#### RECORDED INFORMATION:
=== Section Start ===
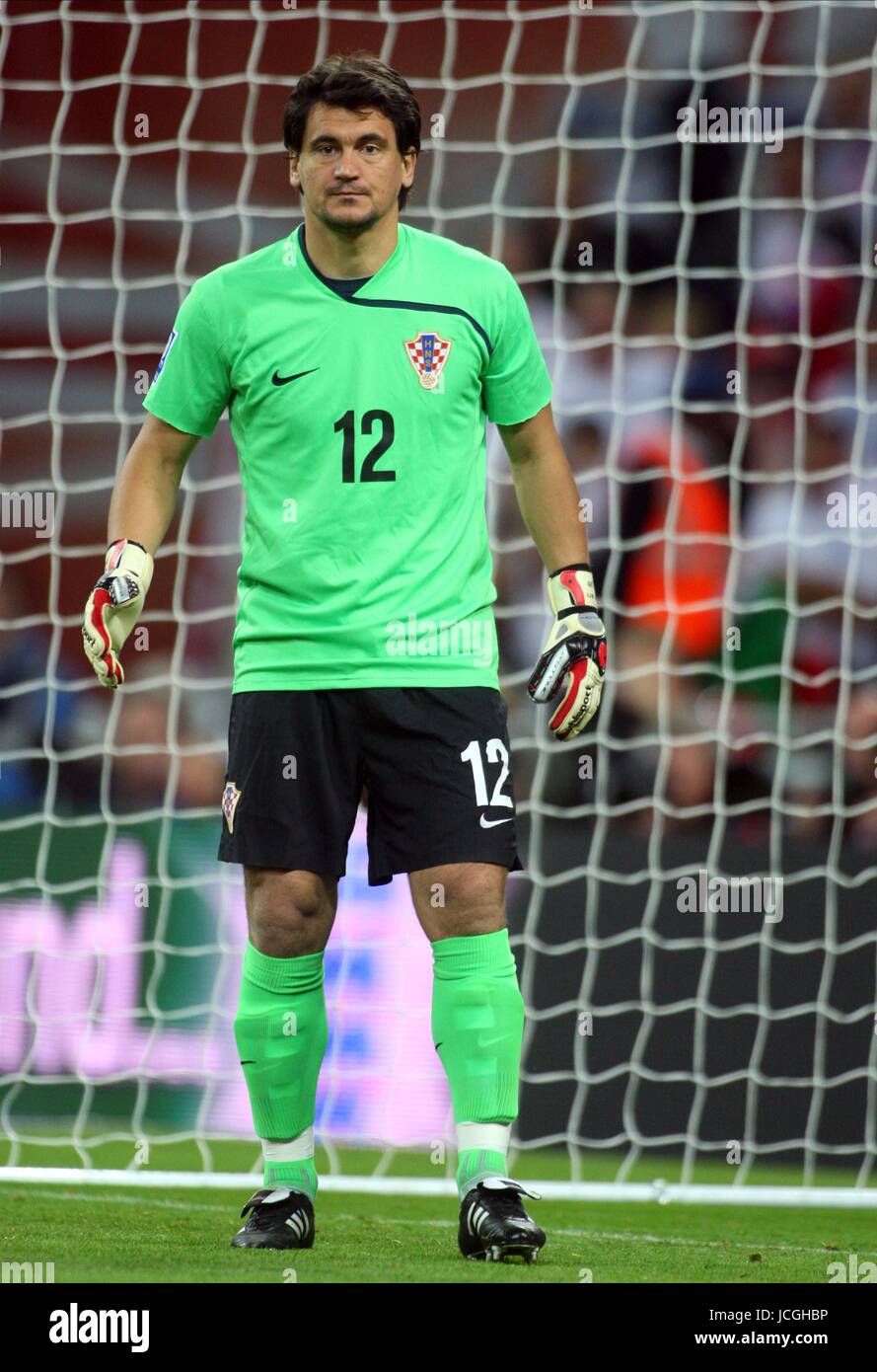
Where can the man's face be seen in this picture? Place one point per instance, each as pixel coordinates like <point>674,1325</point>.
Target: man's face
<point>349,169</point>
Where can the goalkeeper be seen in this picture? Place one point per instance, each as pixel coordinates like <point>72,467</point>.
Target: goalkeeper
<point>358,358</point>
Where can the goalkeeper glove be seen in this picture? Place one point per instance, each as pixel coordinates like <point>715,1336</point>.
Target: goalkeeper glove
<point>576,648</point>
<point>113,607</point>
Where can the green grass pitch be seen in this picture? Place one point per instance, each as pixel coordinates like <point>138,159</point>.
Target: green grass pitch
<point>110,1234</point>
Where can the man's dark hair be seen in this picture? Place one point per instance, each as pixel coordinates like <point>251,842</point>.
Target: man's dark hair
<point>356,81</point>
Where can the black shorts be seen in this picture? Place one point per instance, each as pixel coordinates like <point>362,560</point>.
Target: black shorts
<point>435,763</point>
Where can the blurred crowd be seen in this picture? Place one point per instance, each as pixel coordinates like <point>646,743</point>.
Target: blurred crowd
<point>714,387</point>
<point>713,347</point>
=== Section End ===
#### EXERCISE BRIEF:
Find the word "Place" in the records and pull out each line that has it.

#### OUTPUT OF THE EXERCISE:
Where can the man's face be seen in this picture? Place one point per instance, each as pixel coordinates like <point>674,1325</point>.
Where can the goalkeeper be seen in this picture? Place one point per instance, each as pixel coordinates like <point>72,467</point>.
Where can the goalkeeper glove be seen in this picture? Place one point per instance, each as pixel coordinates like <point>715,1336</point>.
Where can the green grass pitch be seen in this picture? Place one point per instance, each as pixel coordinates like <point>138,159</point>.
Where can the man's dark hair be seen in this picture? Place one point per instance, each as pixel coordinates like <point>251,842</point>.
Where can the black shorts be seen in this picture? Place one point per instance, each as pixel coordinates like <point>362,560</point>.
Where can the blurred crowd be seen in this picture? Place one point per instance, each as pixel coordinates like <point>646,743</point>.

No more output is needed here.